# [WHAT THE EXERCISE ASKS]
Copy all data exactly. Skip pictures.

# [PROVIDED ENTRIES]
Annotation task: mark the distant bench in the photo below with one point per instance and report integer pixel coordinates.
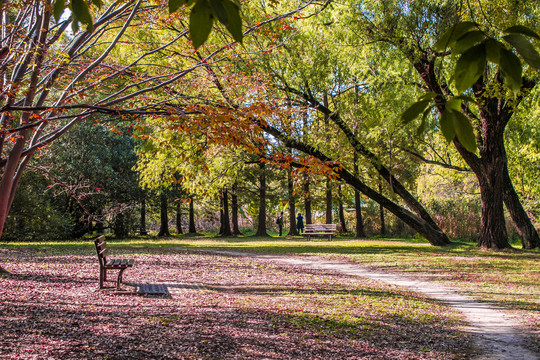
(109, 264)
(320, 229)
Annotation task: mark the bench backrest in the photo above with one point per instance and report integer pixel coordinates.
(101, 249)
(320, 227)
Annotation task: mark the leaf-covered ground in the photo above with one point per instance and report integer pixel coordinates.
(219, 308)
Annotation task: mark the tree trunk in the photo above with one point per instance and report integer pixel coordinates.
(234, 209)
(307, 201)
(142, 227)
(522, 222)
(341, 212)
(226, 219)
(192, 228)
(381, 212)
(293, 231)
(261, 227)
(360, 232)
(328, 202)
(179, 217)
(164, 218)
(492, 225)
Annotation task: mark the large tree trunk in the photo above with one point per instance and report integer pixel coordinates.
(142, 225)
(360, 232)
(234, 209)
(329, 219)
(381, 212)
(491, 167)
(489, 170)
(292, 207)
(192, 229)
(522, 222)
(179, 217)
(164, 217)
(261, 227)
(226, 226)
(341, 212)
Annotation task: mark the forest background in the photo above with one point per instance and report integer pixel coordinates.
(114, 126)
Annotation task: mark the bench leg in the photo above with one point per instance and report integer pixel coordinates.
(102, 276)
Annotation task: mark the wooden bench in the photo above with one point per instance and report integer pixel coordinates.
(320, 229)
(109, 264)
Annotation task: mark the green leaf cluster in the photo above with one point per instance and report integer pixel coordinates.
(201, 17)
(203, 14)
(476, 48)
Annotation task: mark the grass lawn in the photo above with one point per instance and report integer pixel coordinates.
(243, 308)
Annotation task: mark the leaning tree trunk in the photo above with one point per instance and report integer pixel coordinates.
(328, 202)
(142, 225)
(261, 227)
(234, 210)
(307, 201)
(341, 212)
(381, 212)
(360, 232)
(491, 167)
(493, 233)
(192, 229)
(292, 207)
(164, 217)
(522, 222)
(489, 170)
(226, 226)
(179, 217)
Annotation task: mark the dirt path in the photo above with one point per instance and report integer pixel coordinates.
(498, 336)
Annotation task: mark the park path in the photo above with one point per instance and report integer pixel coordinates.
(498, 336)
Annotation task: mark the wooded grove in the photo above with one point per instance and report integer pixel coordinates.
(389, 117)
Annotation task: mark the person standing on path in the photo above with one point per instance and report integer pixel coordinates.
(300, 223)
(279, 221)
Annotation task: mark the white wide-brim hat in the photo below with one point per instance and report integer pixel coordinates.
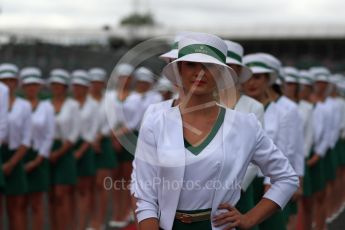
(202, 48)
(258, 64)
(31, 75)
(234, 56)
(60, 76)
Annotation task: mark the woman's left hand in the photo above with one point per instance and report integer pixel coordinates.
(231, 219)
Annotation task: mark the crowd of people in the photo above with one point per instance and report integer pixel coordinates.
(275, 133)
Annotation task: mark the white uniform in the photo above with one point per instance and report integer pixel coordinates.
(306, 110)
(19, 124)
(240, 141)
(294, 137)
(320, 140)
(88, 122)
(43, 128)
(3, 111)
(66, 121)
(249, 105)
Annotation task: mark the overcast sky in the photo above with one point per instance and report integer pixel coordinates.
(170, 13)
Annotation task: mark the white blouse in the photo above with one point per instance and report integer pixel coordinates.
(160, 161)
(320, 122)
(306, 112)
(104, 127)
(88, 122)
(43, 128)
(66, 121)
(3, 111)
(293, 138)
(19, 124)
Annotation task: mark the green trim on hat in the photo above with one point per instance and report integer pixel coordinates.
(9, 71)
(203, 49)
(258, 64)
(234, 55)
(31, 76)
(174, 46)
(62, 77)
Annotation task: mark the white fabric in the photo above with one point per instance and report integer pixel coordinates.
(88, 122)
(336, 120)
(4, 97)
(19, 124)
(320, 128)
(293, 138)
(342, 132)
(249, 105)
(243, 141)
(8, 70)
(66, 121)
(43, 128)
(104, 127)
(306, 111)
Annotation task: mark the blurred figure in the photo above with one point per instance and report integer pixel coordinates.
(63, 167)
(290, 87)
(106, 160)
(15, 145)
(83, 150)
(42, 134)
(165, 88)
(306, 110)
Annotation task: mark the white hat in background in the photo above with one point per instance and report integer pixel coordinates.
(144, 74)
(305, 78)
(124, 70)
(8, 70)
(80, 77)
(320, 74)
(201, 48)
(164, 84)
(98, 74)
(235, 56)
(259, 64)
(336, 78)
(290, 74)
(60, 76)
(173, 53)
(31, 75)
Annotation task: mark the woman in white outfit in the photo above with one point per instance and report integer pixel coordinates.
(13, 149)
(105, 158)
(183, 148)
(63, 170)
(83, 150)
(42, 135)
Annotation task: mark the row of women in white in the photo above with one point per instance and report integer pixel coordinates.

# [EXERCISE SOLUTION]
Annotation task: mark the distant bench in the photo below with one point per instance and report integer pixel coordinates.
(109, 264)
(320, 229)
Annotation task: mark the bench backrest in the photo above with one point per instance and report integer pixel coordinates.
(101, 249)
(320, 227)
Annotation task: mark the leaf-covered ground in the photo above with one point per instance and report integer pixel coordinates.
(219, 308)
Annotation task: mark the tree trunk in the photo above with one point per instance and report integer pixel coordinates.
(234, 209)
(307, 201)
(142, 227)
(522, 222)
(341, 212)
(226, 219)
(192, 228)
(381, 212)
(293, 231)
(261, 227)
(360, 232)
(328, 202)
(179, 217)
(164, 218)
(492, 225)
Annotation task: mark the large tree trunk in the photo above with one point per instance and report integer pixel coordinates.
(142, 225)
(360, 232)
(234, 209)
(329, 219)
(381, 212)
(491, 167)
(489, 170)
(292, 207)
(192, 229)
(522, 222)
(179, 217)
(164, 217)
(261, 227)
(226, 226)
(341, 212)
Annotation task: mark the forest background in the photo above with one point per instance and report integer pixel coordinates.
(114, 126)
Annotation task: mark the bench leg in the photo above with one point per instance and report integer pixel coordinates.
(102, 276)
Annotation task: mark the wooden bench in the photo above with one point per instance and report integer pixel coordinates.
(320, 229)
(109, 264)
Annotation task: mark the green leaf cluster in the photo above with one point per instance and report integer pixel coordinates.
(201, 17)
(203, 14)
(476, 48)
Annotation task: mark the grass lawn in the photo above with one point per instance and report integer pixel coordinates.
(243, 308)
Annotation task: mark the leaning tree trunk in the photo above with one point per instance and report integer pixel coordinates.
(328, 202)
(142, 225)
(261, 227)
(234, 210)
(307, 201)
(341, 212)
(381, 212)
(360, 232)
(491, 167)
(493, 233)
(192, 229)
(292, 207)
(164, 217)
(522, 222)
(489, 170)
(226, 226)
(179, 217)
Annotation task: mark the dirt path in the photo above with one point per instance and report integer pixel coordinates.
(498, 336)
Annotation task: mark the park path in the photo above with one point per instance and report integer pixel coordinates.
(498, 336)
Annotation task: mark the wooded grove in the photo above with one point per instance and report integer pixel coordinates.
(389, 117)
Annotation task: mark the person standing on path in the photo above with one point per instance and report integer pixel coordinates.
(300, 223)
(279, 221)
Annotation task: mark the white wide-brim hat in the photo below with one point per instance and report integer pixel coordinates.
(202, 48)
(258, 64)
(31, 75)
(234, 56)
(60, 76)
Annotation task: mark the woman's left hand in the photo above with one point per instance and report integer pixel coordinates.
(231, 219)
Annotation task: mark the crowd of people in the photo above with one point per instance and report integer pixel coordinates.
(275, 133)
Annotation task: mark the white uniform in the photo above with one point per instance and report integer pixel coordinates.
(306, 110)
(19, 124)
(240, 141)
(294, 137)
(320, 140)
(88, 122)
(43, 128)
(3, 111)
(66, 121)
(249, 105)
Annotation task: mark the overcast sky in the photo above with one point per instance and report integer pixel coordinates.
(170, 13)
Annotation task: mark the white blouse in the photo above with one point per instance and report integer pixel coordinates.
(160, 161)
(320, 122)
(306, 112)
(104, 127)
(88, 122)
(43, 128)
(66, 121)
(3, 111)
(293, 138)
(19, 124)
Annotation task: mark the green trim on hat in the photo above with one point per instance and report integer pixel coordinates.
(9, 71)
(203, 49)
(258, 64)
(234, 55)
(31, 76)
(174, 46)
(62, 77)
Annotation task: mark the white fabric in the photo above with one point per instance and report integer pixel coordinates.
(88, 122)
(336, 120)
(4, 97)
(19, 124)
(320, 128)
(293, 138)
(342, 132)
(249, 105)
(243, 141)
(8, 70)
(66, 121)
(43, 128)
(104, 127)
(306, 111)
Annotation task: mark the blurred figure in the photo above with one point per instance and report integer pixel coordinates.
(63, 167)
(290, 87)
(106, 160)
(15, 145)
(83, 150)
(42, 134)
(165, 88)
(306, 110)
Annotation task: mark the white hat in background in the photo above with one point per instance and report integer pixel coordinates.
(144, 74)
(305, 78)
(124, 70)
(8, 70)
(80, 77)
(320, 74)
(201, 48)
(164, 84)
(98, 74)
(235, 56)
(259, 64)
(336, 78)
(290, 74)
(60, 76)
(173, 53)
(31, 75)
Annotation task: mark the woman in white outfit in the photo above with one point per instance and report integer pixel coordinates.
(13, 149)
(105, 158)
(183, 148)
(63, 170)
(83, 150)
(42, 135)
Annotation task: mark the row of women in white in the photo above with one point per instance and report integer pixel coordinates.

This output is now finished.